TASK STATEMENT.
Answer these from the article on potential drugs to curb smoking.
(a) Which liver enzyme do the candidate drugs target?
(b) For how many years has Travis Denton been working on solutions to nicotine dependence?
(c) How many potential drugs remained after the researchers checked that the drugs don't disrupt other major enzymes?

TEXT SHOWN.
* * * * * * * * *
Researchers develop potential drugs to help curb smoking
Washington State University researchers have created more than a dozen candidate drugs with the potential to curb smokers' desire for nicotine by slowing how it is broken down in the body. The researchers hope the substances can help people reduce their consumption of tobacco, if not quit altogether.
The discovery, published in the Journal of Medicinal Chemistry, targets a liver enzyme, called CYP2A6, which metabolizes nicotine. Canadian researchers in the mid-90s found that people who have fewer copies of a gene for the enzyme tend to smoke less and are less likely to be addicted to smoking.
Nicotine triggers the release of dopamine and serotonin, two pleasure causing chemicals produced by the body. But as it gets metabolized, users can experience withdrawal symptoms like tingling in the hands and feet, sweating, anxiety and irritability.
This is the feeling that the researchers are targeting, said Travis Denton, assistant professor of pharmaceutical sciences, lead author and a former tobacco chewer who has been working on solutions to nicotine dependence for 15 years.
"I quit cold turkey and I know how hard it is. Would this have helped? I believe so, because again, the people who want to quit, really want to quit," he said. "They just can't because it's too doggone hard. Imagine if you could take this pill and your jitters don't come on as fast—it's just super reinforcing to help you quit."
Denton and Philip Lazarus, co-corresponding author of the paper and Boeing distinguished professor of pharmaceutical sciences, designed dozens of molecules that bind to CYP2A6 and inhibit its ability to metabolize nicotine.
"If you inhibit CYP2A6, it shouldn't bother your overall health," said Lazarus. "If we could specifically target this enzyme, people should be fine, and it will possibly help them stop smoking or at least decrease their amount of smoking."
So far, the researchers have tested their candidate drugs to make sure they don't disrupt other major enzymes that help the body metabolize other substances. This helped narrow the number of potential drugs down to 18.
Once the Food and Drug Administration verifies a drug's safety, clinical trials would begin to see how it works in a human.
* * * * * * * * *
DATA BELOW.
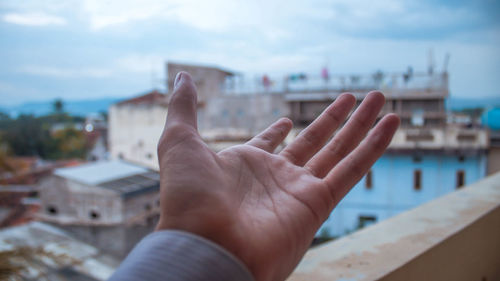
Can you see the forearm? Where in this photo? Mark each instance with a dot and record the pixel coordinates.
* * * * * * * * *
ANSWER AREA.
(a) CYP2A6
(b) 15 years
(c) 18